### Problem details
Identify each line below containing the string "thin" and copy it.

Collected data
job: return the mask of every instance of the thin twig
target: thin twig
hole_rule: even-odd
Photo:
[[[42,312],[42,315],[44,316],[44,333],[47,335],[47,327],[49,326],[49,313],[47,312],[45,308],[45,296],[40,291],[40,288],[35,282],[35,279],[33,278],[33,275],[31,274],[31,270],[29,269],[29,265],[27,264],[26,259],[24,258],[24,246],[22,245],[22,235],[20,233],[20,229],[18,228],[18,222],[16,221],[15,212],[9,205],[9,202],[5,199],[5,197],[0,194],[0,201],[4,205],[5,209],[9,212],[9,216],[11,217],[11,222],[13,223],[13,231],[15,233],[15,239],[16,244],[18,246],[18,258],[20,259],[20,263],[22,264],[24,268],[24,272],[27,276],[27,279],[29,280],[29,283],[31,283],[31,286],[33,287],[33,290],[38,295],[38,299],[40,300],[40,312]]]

### Output for this task
job: return the mask of every instance of the thin twig
target: thin twig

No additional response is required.